> _Given instruction_: Could you pull out every line of the entries below and reproduce each one word for word, leaving out the pictures?

> _The records_:
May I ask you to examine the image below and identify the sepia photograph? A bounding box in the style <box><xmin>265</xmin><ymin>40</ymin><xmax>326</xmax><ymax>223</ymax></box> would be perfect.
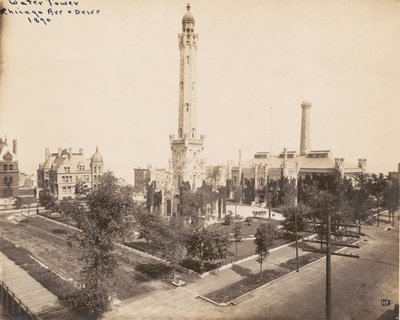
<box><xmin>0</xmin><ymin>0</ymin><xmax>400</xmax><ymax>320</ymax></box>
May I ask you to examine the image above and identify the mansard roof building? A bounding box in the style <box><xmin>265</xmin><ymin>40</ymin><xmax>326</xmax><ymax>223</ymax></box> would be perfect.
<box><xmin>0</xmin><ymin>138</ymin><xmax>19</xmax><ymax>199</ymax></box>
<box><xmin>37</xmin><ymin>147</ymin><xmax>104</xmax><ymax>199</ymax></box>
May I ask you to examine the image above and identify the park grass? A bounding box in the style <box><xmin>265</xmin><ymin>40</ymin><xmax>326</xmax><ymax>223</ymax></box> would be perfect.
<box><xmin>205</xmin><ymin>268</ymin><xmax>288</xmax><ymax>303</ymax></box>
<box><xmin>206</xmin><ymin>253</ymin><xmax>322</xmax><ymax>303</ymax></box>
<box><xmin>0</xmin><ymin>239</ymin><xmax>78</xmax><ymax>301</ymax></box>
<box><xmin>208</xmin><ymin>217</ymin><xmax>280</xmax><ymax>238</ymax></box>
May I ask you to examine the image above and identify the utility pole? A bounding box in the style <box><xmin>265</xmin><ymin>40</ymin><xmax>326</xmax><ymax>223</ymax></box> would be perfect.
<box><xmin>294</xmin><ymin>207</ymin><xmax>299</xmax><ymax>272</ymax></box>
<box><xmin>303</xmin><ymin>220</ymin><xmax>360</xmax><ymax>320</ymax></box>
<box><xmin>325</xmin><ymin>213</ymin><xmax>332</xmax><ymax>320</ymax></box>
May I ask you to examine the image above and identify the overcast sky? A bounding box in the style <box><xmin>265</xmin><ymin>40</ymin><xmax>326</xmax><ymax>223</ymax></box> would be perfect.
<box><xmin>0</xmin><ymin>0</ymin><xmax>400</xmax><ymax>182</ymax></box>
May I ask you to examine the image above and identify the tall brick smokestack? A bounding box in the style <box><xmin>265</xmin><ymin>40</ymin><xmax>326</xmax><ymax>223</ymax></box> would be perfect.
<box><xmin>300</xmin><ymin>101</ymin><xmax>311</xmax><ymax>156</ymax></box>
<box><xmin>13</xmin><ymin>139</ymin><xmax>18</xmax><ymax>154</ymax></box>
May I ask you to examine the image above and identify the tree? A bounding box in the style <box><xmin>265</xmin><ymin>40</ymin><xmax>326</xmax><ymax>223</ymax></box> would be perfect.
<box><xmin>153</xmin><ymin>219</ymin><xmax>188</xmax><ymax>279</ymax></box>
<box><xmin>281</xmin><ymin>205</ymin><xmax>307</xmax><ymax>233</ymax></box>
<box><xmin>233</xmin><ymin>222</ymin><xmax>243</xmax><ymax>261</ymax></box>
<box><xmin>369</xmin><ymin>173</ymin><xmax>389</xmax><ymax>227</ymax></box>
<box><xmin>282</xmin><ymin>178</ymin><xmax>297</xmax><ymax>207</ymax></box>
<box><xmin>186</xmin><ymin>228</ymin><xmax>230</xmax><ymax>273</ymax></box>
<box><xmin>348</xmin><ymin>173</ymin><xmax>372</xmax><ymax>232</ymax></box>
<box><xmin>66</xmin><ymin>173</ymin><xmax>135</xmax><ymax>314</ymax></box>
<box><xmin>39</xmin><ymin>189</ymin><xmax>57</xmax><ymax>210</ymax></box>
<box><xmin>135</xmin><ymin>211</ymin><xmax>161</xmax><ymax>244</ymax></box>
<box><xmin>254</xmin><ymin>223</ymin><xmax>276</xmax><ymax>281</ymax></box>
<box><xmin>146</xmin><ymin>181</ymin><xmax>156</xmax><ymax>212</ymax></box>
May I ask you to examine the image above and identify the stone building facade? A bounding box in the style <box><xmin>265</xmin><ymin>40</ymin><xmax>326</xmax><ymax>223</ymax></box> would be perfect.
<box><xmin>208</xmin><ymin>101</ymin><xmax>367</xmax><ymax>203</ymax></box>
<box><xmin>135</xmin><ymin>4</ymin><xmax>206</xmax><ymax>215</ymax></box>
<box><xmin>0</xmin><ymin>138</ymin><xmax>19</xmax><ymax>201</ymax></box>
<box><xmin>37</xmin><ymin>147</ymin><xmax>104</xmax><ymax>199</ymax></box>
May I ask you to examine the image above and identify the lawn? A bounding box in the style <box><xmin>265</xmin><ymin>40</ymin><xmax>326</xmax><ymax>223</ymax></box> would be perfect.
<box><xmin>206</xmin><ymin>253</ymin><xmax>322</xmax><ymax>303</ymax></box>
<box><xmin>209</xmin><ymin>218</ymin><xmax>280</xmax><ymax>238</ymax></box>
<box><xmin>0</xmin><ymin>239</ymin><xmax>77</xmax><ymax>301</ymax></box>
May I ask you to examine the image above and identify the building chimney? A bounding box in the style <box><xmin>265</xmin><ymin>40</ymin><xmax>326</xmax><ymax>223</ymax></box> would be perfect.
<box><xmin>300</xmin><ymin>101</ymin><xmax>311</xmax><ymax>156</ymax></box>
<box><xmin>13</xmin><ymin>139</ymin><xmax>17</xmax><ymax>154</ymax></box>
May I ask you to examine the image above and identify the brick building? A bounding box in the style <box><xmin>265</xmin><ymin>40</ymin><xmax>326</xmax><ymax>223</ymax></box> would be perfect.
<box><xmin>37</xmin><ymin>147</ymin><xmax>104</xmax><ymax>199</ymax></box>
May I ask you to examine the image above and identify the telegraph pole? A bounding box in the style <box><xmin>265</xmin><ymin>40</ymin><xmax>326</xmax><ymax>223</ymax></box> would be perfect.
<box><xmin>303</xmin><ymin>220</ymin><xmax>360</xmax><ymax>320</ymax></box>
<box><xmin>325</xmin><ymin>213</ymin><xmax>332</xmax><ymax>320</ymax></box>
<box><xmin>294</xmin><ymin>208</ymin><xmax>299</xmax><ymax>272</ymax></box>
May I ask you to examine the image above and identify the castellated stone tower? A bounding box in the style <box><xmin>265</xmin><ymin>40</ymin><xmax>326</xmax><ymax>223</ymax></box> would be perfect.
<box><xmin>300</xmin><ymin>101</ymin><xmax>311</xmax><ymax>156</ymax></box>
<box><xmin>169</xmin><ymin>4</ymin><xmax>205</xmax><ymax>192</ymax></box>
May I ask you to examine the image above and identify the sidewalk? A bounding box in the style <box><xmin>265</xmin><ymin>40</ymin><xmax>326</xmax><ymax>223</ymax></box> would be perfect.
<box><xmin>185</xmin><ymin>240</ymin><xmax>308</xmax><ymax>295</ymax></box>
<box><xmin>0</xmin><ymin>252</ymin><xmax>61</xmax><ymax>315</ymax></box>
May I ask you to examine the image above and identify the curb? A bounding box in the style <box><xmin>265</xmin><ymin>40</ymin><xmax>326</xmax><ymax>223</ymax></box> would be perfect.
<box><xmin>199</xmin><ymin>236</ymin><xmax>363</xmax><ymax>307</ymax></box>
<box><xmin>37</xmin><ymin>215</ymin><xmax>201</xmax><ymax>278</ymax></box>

> _Answer to the exercise_:
May I ask you to examine the image below and identify the sepia photograph? A bounding box in the style <box><xmin>265</xmin><ymin>40</ymin><xmax>326</xmax><ymax>223</ymax></box> would be perfect.
<box><xmin>0</xmin><ymin>0</ymin><xmax>400</xmax><ymax>320</ymax></box>
May I ask you to examine the image above and identify the mansard roof building? A bounding box in the style <box><xmin>265</xmin><ymin>40</ymin><xmax>326</xmax><ymax>223</ymax></box> would be perfect.
<box><xmin>0</xmin><ymin>138</ymin><xmax>19</xmax><ymax>199</ymax></box>
<box><xmin>37</xmin><ymin>147</ymin><xmax>104</xmax><ymax>199</ymax></box>
May I ask you to examine the image above and identify the park grass? A bounding box in the style <box><xmin>265</xmin><ymin>40</ymin><xmax>326</xmax><ymax>223</ymax></box> would be perfect.
<box><xmin>205</xmin><ymin>268</ymin><xmax>288</xmax><ymax>303</ymax></box>
<box><xmin>206</xmin><ymin>253</ymin><xmax>322</xmax><ymax>303</ymax></box>
<box><xmin>0</xmin><ymin>239</ymin><xmax>78</xmax><ymax>301</ymax></box>
<box><xmin>208</xmin><ymin>217</ymin><xmax>280</xmax><ymax>238</ymax></box>
May I ask you to examine the image above and identify the utility pole? A bounding box in the style <box><xmin>265</xmin><ymin>40</ymin><xmax>326</xmax><ymax>223</ymax></box> would be perfect.
<box><xmin>294</xmin><ymin>207</ymin><xmax>299</xmax><ymax>272</ymax></box>
<box><xmin>303</xmin><ymin>220</ymin><xmax>360</xmax><ymax>320</ymax></box>
<box><xmin>325</xmin><ymin>213</ymin><xmax>332</xmax><ymax>320</ymax></box>
May I ask you to examine the image above and identify the overcast sky? A bounding box in the style <box><xmin>265</xmin><ymin>40</ymin><xmax>326</xmax><ymax>223</ymax></box> would be perfect.
<box><xmin>0</xmin><ymin>0</ymin><xmax>400</xmax><ymax>182</ymax></box>
May I ask you to examine the image above and identify the tall brick smokestack? A bounding box in the style <box><xmin>265</xmin><ymin>40</ymin><xmax>326</xmax><ymax>223</ymax></box> would be perfect.
<box><xmin>300</xmin><ymin>101</ymin><xmax>311</xmax><ymax>156</ymax></box>
<box><xmin>13</xmin><ymin>139</ymin><xmax>18</xmax><ymax>154</ymax></box>
May I ask you to examine the image above and identify the tree? A bounding box in the style <box><xmin>265</xmin><ymin>40</ymin><xmax>326</xmax><ymax>223</ymax></box> would be perfect.
<box><xmin>153</xmin><ymin>219</ymin><xmax>188</xmax><ymax>279</ymax></box>
<box><xmin>281</xmin><ymin>205</ymin><xmax>307</xmax><ymax>233</ymax></box>
<box><xmin>233</xmin><ymin>222</ymin><xmax>243</xmax><ymax>261</ymax></box>
<box><xmin>369</xmin><ymin>173</ymin><xmax>389</xmax><ymax>227</ymax></box>
<box><xmin>282</xmin><ymin>178</ymin><xmax>297</xmax><ymax>207</ymax></box>
<box><xmin>186</xmin><ymin>228</ymin><xmax>230</xmax><ymax>273</ymax></box>
<box><xmin>348</xmin><ymin>173</ymin><xmax>372</xmax><ymax>232</ymax></box>
<box><xmin>66</xmin><ymin>173</ymin><xmax>135</xmax><ymax>314</ymax></box>
<box><xmin>39</xmin><ymin>189</ymin><xmax>57</xmax><ymax>210</ymax></box>
<box><xmin>135</xmin><ymin>211</ymin><xmax>161</xmax><ymax>244</ymax></box>
<box><xmin>254</xmin><ymin>223</ymin><xmax>276</xmax><ymax>281</ymax></box>
<box><xmin>146</xmin><ymin>181</ymin><xmax>156</xmax><ymax>212</ymax></box>
May I ask you to examine the image above and identify the stone building facade? A bounding box in the style <box><xmin>265</xmin><ymin>40</ymin><xmax>326</xmax><ymax>223</ymax></box> would be perfect.
<box><xmin>208</xmin><ymin>101</ymin><xmax>367</xmax><ymax>203</ymax></box>
<box><xmin>135</xmin><ymin>4</ymin><xmax>206</xmax><ymax>215</ymax></box>
<box><xmin>0</xmin><ymin>138</ymin><xmax>19</xmax><ymax>201</ymax></box>
<box><xmin>37</xmin><ymin>147</ymin><xmax>104</xmax><ymax>199</ymax></box>
May I ask you to examine the image above and identify the lawn? A bounding box in the style <box><xmin>265</xmin><ymin>40</ymin><xmax>326</xmax><ymax>223</ymax></box> would be perfect.
<box><xmin>206</xmin><ymin>253</ymin><xmax>322</xmax><ymax>303</ymax></box>
<box><xmin>209</xmin><ymin>218</ymin><xmax>280</xmax><ymax>238</ymax></box>
<box><xmin>0</xmin><ymin>239</ymin><xmax>77</xmax><ymax>301</ymax></box>
May I ask you to examine the image above and identify the building chimney? A bounding box in the style <box><xmin>265</xmin><ymin>40</ymin><xmax>326</xmax><ymax>223</ymax></box> would be perfect.
<box><xmin>300</xmin><ymin>101</ymin><xmax>311</xmax><ymax>156</ymax></box>
<box><xmin>13</xmin><ymin>139</ymin><xmax>17</xmax><ymax>154</ymax></box>
May I ask you to examine the image above and identify the brick building? A bounding box in the style <box><xmin>265</xmin><ymin>40</ymin><xmax>326</xmax><ymax>223</ymax></box> would be perfect.
<box><xmin>37</xmin><ymin>147</ymin><xmax>104</xmax><ymax>199</ymax></box>
May I ask you to examine the image above and identify the telegraph pole? A bounding box in the style <box><xmin>265</xmin><ymin>40</ymin><xmax>326</xmax><ymax>223</ymax></box> would be perfect.
<box><xmin>303</xmin><ymin>220</ymin><xmax>360</xmax><ymax>320</ymax></box>
<box><xmin>325</xmin><ymin>213</ymin><xmax>332</xmax><ymax>320</ymax></box>
<box><xmin>294</xmin><ymin>208</ymin><xmax>299</xmax><ymax>272</ymax></box>
May I ask you to examine the image above and identify the castellated stone tower? A bounding box in the style <box><xmin>265</xmin><ymin>40</ymin><xmax>326</xmax><ymax>223</ymax></box> would be perfect.
<box><xmin>300</xmin><ymin>101</ymin><xmax>311</xmax><ymax>156</ymax></box>
<box><xmin>169</xmin><ymin>4</ymin><xmax>205</xmax><ymax>192</ymax></box>
May I ask you to examine the image above and identify the sidewalk? A bounding box in the style <box><xmin>265</xmin><ymin>40</ymin><xmax>326</xmax><ymax>223</ymax></box> would be perfect.
<box><xmin>185</xmin><ymin>240</ymin><xmax>308</xmax><ymax>295</ymax></box>
<box><xmin>0</xmin><ymin>252</ymin><xmax>61</xmax><ymax>315</ymax></box>
May I ask you to examine the image above and identify the curb? A bounding box in the style <box><xmin>265</xmin><ymin>40</ymin><xmax>326</xmax><ymax>223</ymax></box> would be perfect.
<box><xmin>199</xmin><ymin>236</ymin><xmax>363</xmax><ymax>307</ymax></box>
<box><xmin>37</xmin><ymin>215</ymin><xmax>201</xmax><ymax>278</ymax></box>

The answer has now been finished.